3.5. Digital Business Models
The advent of the internet and digital technologies has led to the rise of digital business models
that often break the mold of traditional industry logic. In a digital business model, value creation,
delivery, and capture are fundamentally enabled or mediated by digital tools, leading to new
patterns of operating and competing. Classic examples include platform-based models,
subscription models, freemium models, and various “X-as-a-Service” models that have
proliferated in the digital economy (Parker et al., 2016).
One prominent category is the platform business model (also known as a multi-sided platform
or marketplace model). Companies like Uber, Airbnb, Amazon Marketplace, and Facebook
operate platforms that connect two or more interdependent groups (e.g., drivers and riders,
hosts and guests, buyers and sellers, users and advertisers) and facilitate interactions or
transactions between them (Parker et al., 2016). The platform itself may not produce a tangible
product or service in the traditional sense; instead, its value lies in enabling exchanges and
harnessing network effects the phenomenon where the platform’s value to each user increases
as more users join (Parker et al., 2016). Platform models can upend Porter’s Five Forces
dynamics: they often create high barriers to entry once a platform achieves critical mass (new
entrants struggle unless they find a niche or drastically better approach), and the notions of
“suppliers” and “buyers” in the traditional sense are transformed (users often play dual roles,
and the platform owner orchestrates the ecosystem). The strategic focus in platform models is
often on growth and user engagement over short-term monetization, because achieving scale
can lead to winner-takes-all outcomes in many digital markets (Cusumano et al., 2019). For
example, Facebook and other social networks prioritized expanding their user base and
engagement, thereby dominating the market, before turning to aggressive monetization via
advertising.

Set task 1: In the text on digital business models, what are network effects?
The records below are unrelated to the digital business models text.

Source material:
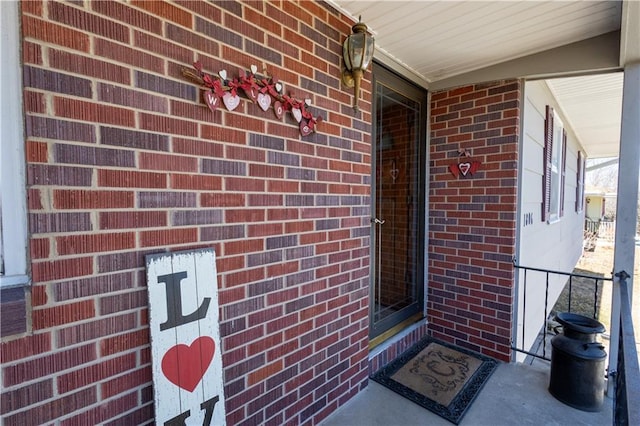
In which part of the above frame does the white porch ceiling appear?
[331,0,640,158]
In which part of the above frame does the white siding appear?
[517,81,584,356]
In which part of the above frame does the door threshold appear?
[369,312,424,351]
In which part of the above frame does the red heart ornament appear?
[258,93,271,111]
[469,161,480,174]
[203,90,220,112]
[242,87,258,102]
[162,336,215,392]
[291,108,302,123]
[300,121,313,136]
[458,163,471,176]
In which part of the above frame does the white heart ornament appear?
[458,163,471,176]
[291,108,302,123]
[300,122,313,136]
[222,92,240,111]
[258,93,271,111]
[273,101,284,120]
[203,90,220,112]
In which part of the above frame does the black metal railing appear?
[511,262,613,361]
[610,271,640,426]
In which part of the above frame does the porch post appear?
[607,62,640,395]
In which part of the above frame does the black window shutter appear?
[541,105,553,222]
[576,151,584,213]
[560,129,567,217]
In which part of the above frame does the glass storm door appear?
[369,63,427,339]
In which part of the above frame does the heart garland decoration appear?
[449,148,480,178]
[182,62,322,136]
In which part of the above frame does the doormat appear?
[371,337,498,424]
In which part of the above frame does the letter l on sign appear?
[146,249,225,426]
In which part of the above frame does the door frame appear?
[369,59,429,346]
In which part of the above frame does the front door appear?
[369,63,427,339]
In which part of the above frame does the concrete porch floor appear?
[321,363,613,426]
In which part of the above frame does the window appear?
[0,1,29,287]
[576,151,585,213]
[542,105,567,223]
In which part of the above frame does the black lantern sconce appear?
[342,17,375,111]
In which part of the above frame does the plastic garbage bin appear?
[549,312,607,411]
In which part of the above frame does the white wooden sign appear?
[146,249,225,426]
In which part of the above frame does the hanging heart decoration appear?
[258,93,271,111]
[204,90,220,112]
[273,101,284,120]
[182,62,322,136]
[222,92,240,111]
[300,121,313,136]
[291,108,302,123]
[449,148,480,178]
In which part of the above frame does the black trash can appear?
[549,312,607,412]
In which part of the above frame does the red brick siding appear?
[0,1,371,424]
[427,81,521,361]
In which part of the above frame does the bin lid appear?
[551,335,607,361]
[556,312,605,334]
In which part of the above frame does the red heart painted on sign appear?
[162,336,215,392]
[204,90,220,112]
[458,163,471,176]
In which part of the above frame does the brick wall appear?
[0,1,371,425]
[427,81,521,361]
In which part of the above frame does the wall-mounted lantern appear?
[342,17,374,111]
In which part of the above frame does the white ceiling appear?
[331,0,640,158]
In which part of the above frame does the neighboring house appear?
[0,1,640,425]
[584,187,607,221]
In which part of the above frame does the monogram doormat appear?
[371,337,498,424]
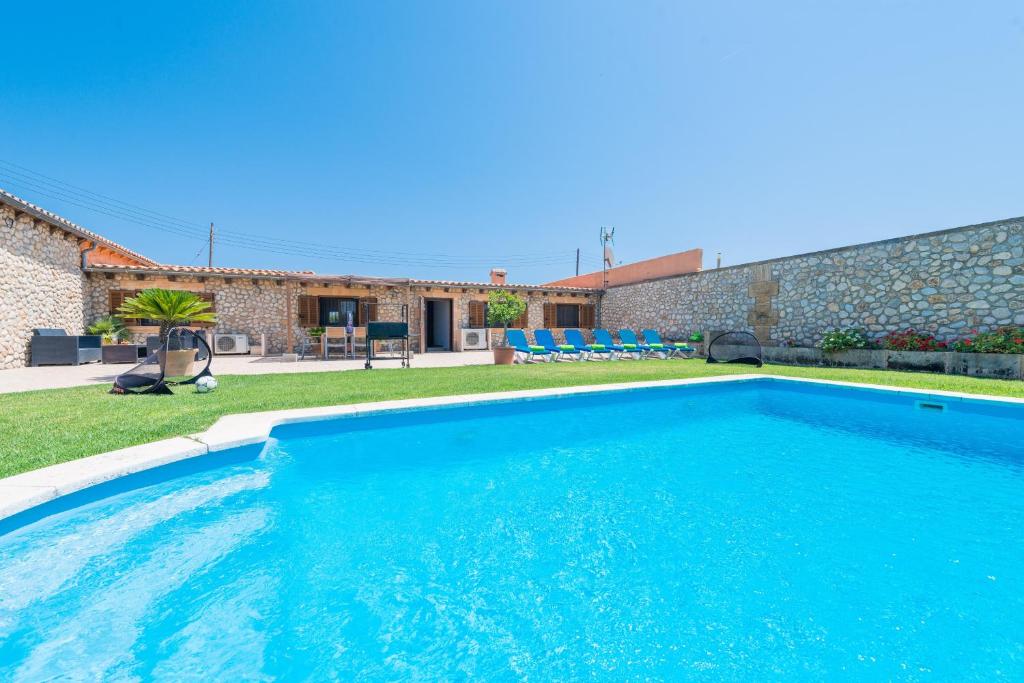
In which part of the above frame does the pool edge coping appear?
[0,374,1024,520]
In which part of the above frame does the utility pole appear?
[597,226,615,327]
[601,227,615,289]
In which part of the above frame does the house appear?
[0,190,600,369]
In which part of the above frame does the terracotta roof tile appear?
[87,263,596,292]
[0,187,157,265]
[410,280,597,292]
[87,263,315,278]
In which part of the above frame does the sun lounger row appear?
[508,330,693,362]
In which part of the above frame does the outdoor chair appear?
[321,328,355,359]
[32,328,103,368]
[506,330,552,362]
[640,330,694,358]
[594,330,641,358]
[565,330,611,360]
[618,329,669,358]
[534,330,583,360]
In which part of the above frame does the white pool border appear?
[0,375,1024,520]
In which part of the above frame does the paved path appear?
[0,351,494,393]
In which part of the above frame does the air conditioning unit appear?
[213,335,249,355]
[462,330,487,351]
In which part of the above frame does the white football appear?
[196,377,217,393]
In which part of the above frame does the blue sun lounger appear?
[565,330,611,360]
[594,330,640,358]
[640,330,695,358]
[534,330,583,360]
[508,330,551,362]
[618,330,669,358]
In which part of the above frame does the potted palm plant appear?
[118,288,217,377]
[487,290,526,366]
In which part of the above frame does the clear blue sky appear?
[0,0,1024,282]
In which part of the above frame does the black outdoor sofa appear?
[32,328,102,368]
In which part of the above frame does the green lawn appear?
[0,359,1024,477]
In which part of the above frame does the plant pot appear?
[494,346,515,366]
[160,348,196,377]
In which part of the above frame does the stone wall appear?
[85,272,298,352]
[0,205,83,370]
[602,218,1024,346]
[88,271,596,353]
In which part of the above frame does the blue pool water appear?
[0,380,1024,681]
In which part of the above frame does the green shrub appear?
[88,315,130,344]
[952,327,1024,353]
[487,290,526,346]
[818,328,871,353]
[879,329,949,351]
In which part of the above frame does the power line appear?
[0,160,594,267]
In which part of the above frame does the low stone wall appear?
[762,346,1024,380]
[601,218,1024,346]
[0,205,84,370]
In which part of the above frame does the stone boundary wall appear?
[601,218,1024,346]
[0,205,84,370]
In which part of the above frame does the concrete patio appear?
[0,351,494,393]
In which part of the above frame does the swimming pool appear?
[0,380,1024,681]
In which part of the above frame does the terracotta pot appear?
[494,346,515,366]
[161,348,196,377]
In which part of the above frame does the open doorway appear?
[424,299,452,351]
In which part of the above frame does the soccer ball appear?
[196,376,217,393]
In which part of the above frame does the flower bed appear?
[763,346,1024,379]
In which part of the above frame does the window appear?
[469,301,487,330]
[319,297,359,328]
[555,303,580,328]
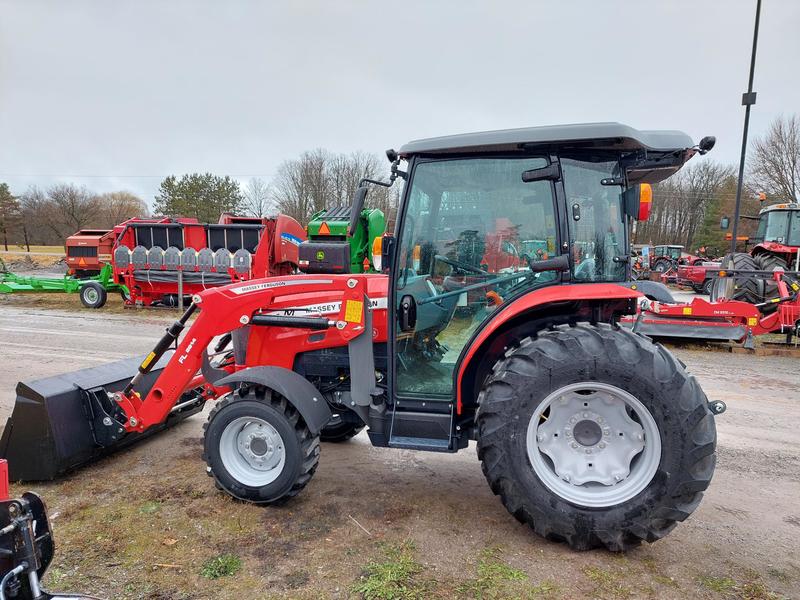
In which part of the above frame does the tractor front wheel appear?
[203,386,320,504]
[478,324,716,551]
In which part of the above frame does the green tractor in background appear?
[300,206,386,273]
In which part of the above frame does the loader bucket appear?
[0,353,204,481]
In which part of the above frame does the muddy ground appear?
[0,298,800,598]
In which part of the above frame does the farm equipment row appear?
[622,268,800,348]
[0,208,385,308]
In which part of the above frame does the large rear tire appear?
[711,252,764,304]
[477,324,716,551]
[203,386,320,504]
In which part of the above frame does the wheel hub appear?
[572,419,603,446]
[528,382,661,506]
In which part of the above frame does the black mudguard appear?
[214,367,332,435]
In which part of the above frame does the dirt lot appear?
[0,298,800,598]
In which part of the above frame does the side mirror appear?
[622,183,653,221]
[372,233,397,272]
[347,186,369,237]
[697,135,717,155]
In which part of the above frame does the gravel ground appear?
[0,302,800,598]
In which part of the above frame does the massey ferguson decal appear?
[231,279,333,295]
[265,298,387,317]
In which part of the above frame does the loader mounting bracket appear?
[82,387,127,447]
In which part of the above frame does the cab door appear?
[389,156,561,407]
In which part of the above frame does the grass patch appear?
[139,500,161,515]
[200,554,242,579]
[583,567,633,598]
[458,547,528,598]
[353,540,426,600]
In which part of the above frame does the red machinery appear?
[0,123,724,550]
[112,214,306,306]
[622,268,800,348]
[66,229,116,277]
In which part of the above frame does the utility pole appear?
[731,0,761,252]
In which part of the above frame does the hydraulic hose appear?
[122,303,197,396]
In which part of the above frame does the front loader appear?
[2,123,719,550]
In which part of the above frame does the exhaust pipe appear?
[0,350,204,481]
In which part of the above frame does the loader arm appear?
[114,276,366,432]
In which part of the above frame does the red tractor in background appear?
[711,200,800,304]
[0,123,724,550]
[67,213,306,308]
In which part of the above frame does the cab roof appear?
[399,123,694,158]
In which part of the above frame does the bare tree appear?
[750,115,800,202]
[636,160,734,249]
[272,149,398,222]
[92,192,149,229]
[242,177,272,217]
[0,183,21,250]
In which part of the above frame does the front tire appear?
[203,386,320,504]
[477,324,716,551]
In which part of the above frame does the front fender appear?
[214,367,332,435]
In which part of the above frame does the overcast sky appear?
[0,0,800,202]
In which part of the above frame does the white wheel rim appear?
[527,382,661,508]
[219,417,286,487]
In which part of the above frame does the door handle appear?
[397,295,417,331]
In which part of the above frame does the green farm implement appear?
[0,260,128,308]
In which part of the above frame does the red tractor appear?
[711,202,800,304]
[0,123,721,550]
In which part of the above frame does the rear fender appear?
[214,366,331,435]
[455,283,642,414]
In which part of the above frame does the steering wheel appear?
[433,254,491,275]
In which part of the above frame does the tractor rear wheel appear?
[711,252,764,304]
[203,386,320,504]
[477,323,716,551]
[753,254,789,313]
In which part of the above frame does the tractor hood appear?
[398,123,697,184]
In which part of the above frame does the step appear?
[389,436,450,452]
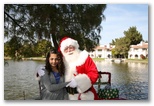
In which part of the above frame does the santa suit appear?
[64,51,98,100]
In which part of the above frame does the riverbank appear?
[4,57,148,63]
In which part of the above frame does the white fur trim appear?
[76,50,88,66]
[80,91,94,100]
[69,91,94,100]
[35,76,41,81]
[75,74,92,93]
[69,94,79,100]
[60,38,79,53]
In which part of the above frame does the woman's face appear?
[49,54,59,67]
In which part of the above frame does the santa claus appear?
[59,37,98,100]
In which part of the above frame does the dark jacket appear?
[40,70,69,100]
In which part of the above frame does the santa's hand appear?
[37,67,45,76]
[66,78,77,88]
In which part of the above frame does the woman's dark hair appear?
[45,49,65,76]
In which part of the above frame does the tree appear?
[4,4,106,50]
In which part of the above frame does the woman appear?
[40,50,69,100]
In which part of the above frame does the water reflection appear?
[4,60,148,100]
[96,61,148,100]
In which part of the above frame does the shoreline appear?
[4,57,148,63]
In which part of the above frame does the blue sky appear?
[100,4,148,45]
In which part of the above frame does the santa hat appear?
[58,37,79,53]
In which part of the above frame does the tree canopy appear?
[4,4,106,58]
[110,26,143,57]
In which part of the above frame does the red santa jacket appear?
[65,51,98,100]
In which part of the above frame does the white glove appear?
[66,78,77,88]
[37,67,45,77]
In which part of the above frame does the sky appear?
[100,3,149,45]
[0,0,154,106]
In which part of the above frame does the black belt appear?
[66,87,91,95]
[66,87,78,95]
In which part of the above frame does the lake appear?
[4,60,149,100]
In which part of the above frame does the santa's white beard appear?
[63,50,79,64]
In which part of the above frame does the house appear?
[89,45,114,58]
[128,41,148,59]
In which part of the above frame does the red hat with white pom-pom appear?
[58,37,79,53]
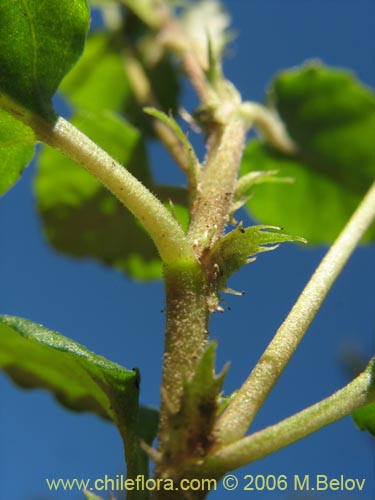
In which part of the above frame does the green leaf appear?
[353,403,375,436]
[242,142,375,244]
[207,224,306,311]
[0,0,89,117]
[83,490,103,500]
[35,113,161,279]
[0,109,35,195]
[60,33,131,111]
[167,342,228,457]
[242,65,375,243]
[0,316,139,436]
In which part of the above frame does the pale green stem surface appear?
[37,117,195,265]
[215,183,375,443]
[202,367,375,476]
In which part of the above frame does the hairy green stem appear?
[36,117,194,265]
[206,366,375,477]
[215,179,375,443]
[188,117,247,255]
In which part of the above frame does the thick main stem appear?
[215,183,375,443]
[203,367,375,476]
[188,114,247,255]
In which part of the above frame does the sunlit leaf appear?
[0,316,138,429]
[242,142,375,244]
[242,64,375,243]
[209,224,306,309]
[60,32,130,111]
[167,342,227,456]
[35,109,161,279]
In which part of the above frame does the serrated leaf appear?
[353,403,375,436]
[35,113,161,279]
[0,109,35,195]
[60,32,131,111]
[138,406,159,445]
[0,316,138,433]
[242,64,375,243]
[83,490,103,500]
[242,142,375,244]
[0,0,89,117]
[167,342,227,457]
[209,224,306,290]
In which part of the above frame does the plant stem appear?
[188,117,247,255]
[201,366,375,476]
[159,263,209,456]
[215,178,375,443]
[36,117,195,265]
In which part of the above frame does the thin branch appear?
[215,183,375,443]
[204,365,375,475]
[36,117,194,265]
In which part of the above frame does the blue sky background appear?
[0,0,375,500]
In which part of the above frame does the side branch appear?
[216,183,375,443]
[36,117,195,266]
[203,365,375,475]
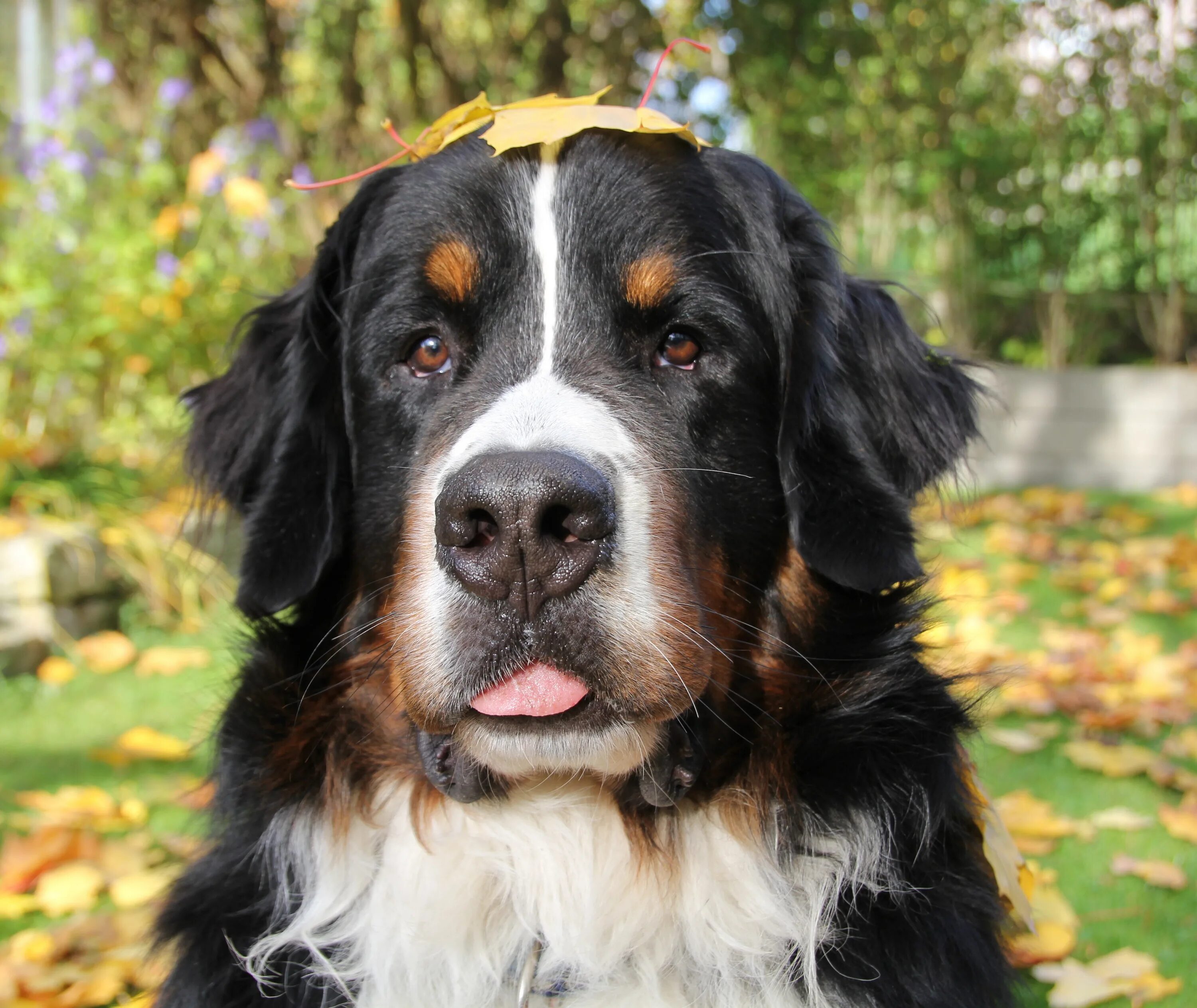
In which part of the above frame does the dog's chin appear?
[454,717,662,778]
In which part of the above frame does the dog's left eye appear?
[407,336,452,378]
[656,333,703,371]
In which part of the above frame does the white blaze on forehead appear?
[531,144,558,375]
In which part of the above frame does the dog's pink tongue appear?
[469,662,590,717]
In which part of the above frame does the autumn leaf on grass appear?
[1159,793,1197,844]
[114,724,192,763]
[108,867,178,910]
[1089,806,1155,832]
[133,645,212,676]
[37,655,75,686]
[17,784,148,831]
[0,892,37,921]
[0,819,99,893]
[982,725,1047,755]
[1062,739,1157,777]
[968,767,1034,928]
[1163,728,1197,760]
[75,630,138,675]
[1031,948,1181,1008]
[994,790,1093,854]
[1007,861,1081,967]
[1110,854,1189,889]
[34,861,104,917]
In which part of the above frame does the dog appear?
[156,130,1011,1008]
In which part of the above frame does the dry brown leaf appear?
[114,724,192,763]
[75,630,138,674]
[1110,854,1189,889]
[1089,806,1155,832]
[968,766,1034,928]
[1163,728,1197,760]
[133,645,212,676]
[0,824,99,893]
[1062,739,1157,777]
[1007,861,1081,967]
[34,861,104,917]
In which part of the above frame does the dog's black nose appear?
[436,451,615,619]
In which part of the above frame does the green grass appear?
[0,486,1197,1008]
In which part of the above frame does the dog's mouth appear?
[469,661,590,717]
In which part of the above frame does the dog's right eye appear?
[407,336,452,378]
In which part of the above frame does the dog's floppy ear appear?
[779,193,977,591]
[183,174,387,617]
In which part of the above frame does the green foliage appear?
[0,0,1197,498]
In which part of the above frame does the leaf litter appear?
[0,481,1197,1008]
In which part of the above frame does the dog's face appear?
[189,132,972,775]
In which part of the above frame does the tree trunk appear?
[1035,278,1073,371]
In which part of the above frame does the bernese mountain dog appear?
[156,130,1011,1008]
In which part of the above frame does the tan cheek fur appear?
[424,238,478,302]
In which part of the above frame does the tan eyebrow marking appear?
[424,238,478,300]
[624,251,678,308]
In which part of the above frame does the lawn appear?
[0,488,1197,1008]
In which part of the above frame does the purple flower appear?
[153,251,178,280]
[91,56,116,87]
[245,117,279,146]
[158,77,192,109]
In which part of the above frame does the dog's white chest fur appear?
[248,782,880,1008]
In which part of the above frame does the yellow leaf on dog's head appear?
[482,96,703,154]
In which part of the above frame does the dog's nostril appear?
[436,451,615,619]
[540,504,578,542]
[462,508,499,549]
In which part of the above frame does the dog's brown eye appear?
[407,336,452,378]
[657,333,703,371]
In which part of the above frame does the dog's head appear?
[188,132,973,775]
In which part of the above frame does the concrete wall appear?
[965,365,1197,490]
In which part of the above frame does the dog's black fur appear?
[156,133,1010,1008]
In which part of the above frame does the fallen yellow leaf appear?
[116,724,192,763]
[37,655,75,686]
[1089,806,1155,832]
[108,868,177,910]
[1110,854,1189,889]
[221,176,271,218]
[34,861,104,917]
[8,928,54,963]
[1061,739,1157,777]
[187,148,225,196]
[1007,861,1081,967]
[75,630,138,674]
[1009,921,1076,967]
[133,645,212,675]
[0,892,37,921]
[1159,802,1197,844]
[983,725,1047,755]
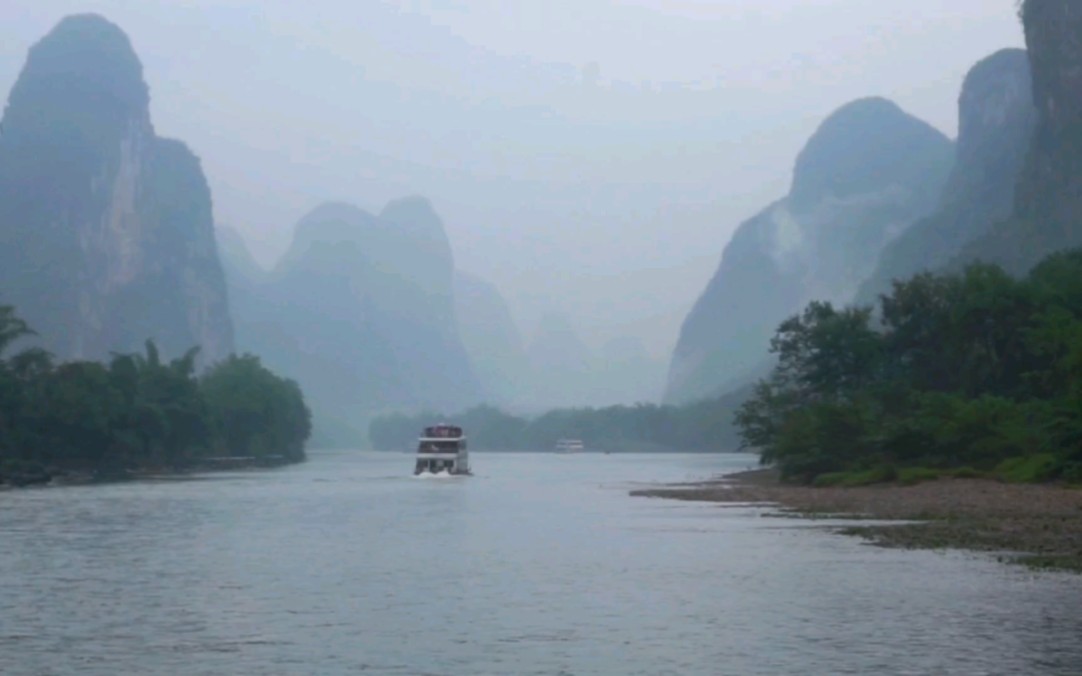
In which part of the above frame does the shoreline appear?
[0,455,307,491]
[631,469,1082,572]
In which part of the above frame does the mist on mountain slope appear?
[0,0,1020,402]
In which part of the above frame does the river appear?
[0,452,1082,676]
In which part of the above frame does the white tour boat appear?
[413,424,470,475]
[555,439,585,453]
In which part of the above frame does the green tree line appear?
[369,393,747,452]
[736,251,1082,483]
[0,306,311,482]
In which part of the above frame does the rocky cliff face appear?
[955,0,1082,274]
[857,50,1037,303]
[223,198,481,443]
[0,15,233,360]
[665,98,953,402]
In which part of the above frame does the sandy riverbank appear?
[632,469,1082,572]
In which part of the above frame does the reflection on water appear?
[0,453,1082,675]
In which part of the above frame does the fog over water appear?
[0,0,1022,362]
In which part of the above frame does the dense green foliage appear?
[369,390,749,452]
[737,251,1082,482]
[0,306,309,481]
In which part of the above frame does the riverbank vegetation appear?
[737,251,1082,486]
[369,390,748,452]
[0,306,311,485]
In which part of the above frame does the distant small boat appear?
[554,439,585,453]
[413,423,471,475]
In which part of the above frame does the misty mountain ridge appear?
[951,0,1082,275]
[665,97,953,402]
[0,14,233,361]
[223,197,483,442]
[857,50,1037,304]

Set task 2: Switch "heart" to "star" in the part of the records that opens with the line containing "red heart ornament appear?" and closes with the line containing "[549,312,607,412]", and give back only those lines, otherwise unchanged.

Exercise result 1: Network effects are the phenomenon where a platform's value to each user increases as more users join.

Exercise result 2:
In which part of the above frame does the red star ornament appear?
[258,93,271,111]
[469,161,480,174]
[203,90,220,112]
[242,87,258,102]
[162,336,215,392]
[291,108,302,123]
[300,121,313,136]
[458,163,471,176]
In which part of the above frame does the white star ornament appear?
[458,163,471,176]
[291,108,302,123]
[300,122,313,136]
[222,92,240,111]
[258,93,271,111]
[273,101,284,120]
[203,90,220,112]
In which part of the above frame does the black metal railing appear?
[511,262,613,361]
[610,271,640,426]
In which part of the above frame does the porch post appear?
[607,62,640,395]
In which part of the above frame does the black window shutter appear?
[541,105,553,222]
[576,151,584,213]
[560,129,567,217]
In which part of the above frame does the glass storm door appear?
[369,63,427,339]
In which part of the above frame does the star garland decoration appear?
[449,148,480,178]
[182,62,322,136]
In which part of the above frame does the doormat appear?
[371,337,498,424]
In which part of the above frame does the letter l on sign appear?
[146,249,225,426]
In which part of the above frame does the door frame appear?
[369,59,429,346]
In which part of the above frame does the front door appear?
[369,63,427,339]
In which part of the above frame does the concrete porch floor appear?
[321,363,613,426]
In which part of the above frame does the window appear?
[0,1,29,287]
[576,151,585,213]
[542,105,567,223]
In which part of the above frame does the black lantern sconce appear?
[342,17,375,111]
In which part of the above frame does the plastic garbage bin appear?
[549,312,607,411]
In which part of the above frame does the white wooden sign appear?
[146,249,225,426]
In which part of the above frame does the hanging star decoration appear?
[258,93,271,111]
[204,90,220,112]
[273,101,284,120]
[182,62,322,136]
[222,92,240,111]
[300,121,313,136]
[291,108,302,123]
[449,148,480,178]
In which part of the above frame does the black trash can appear?
[549,312,607,412]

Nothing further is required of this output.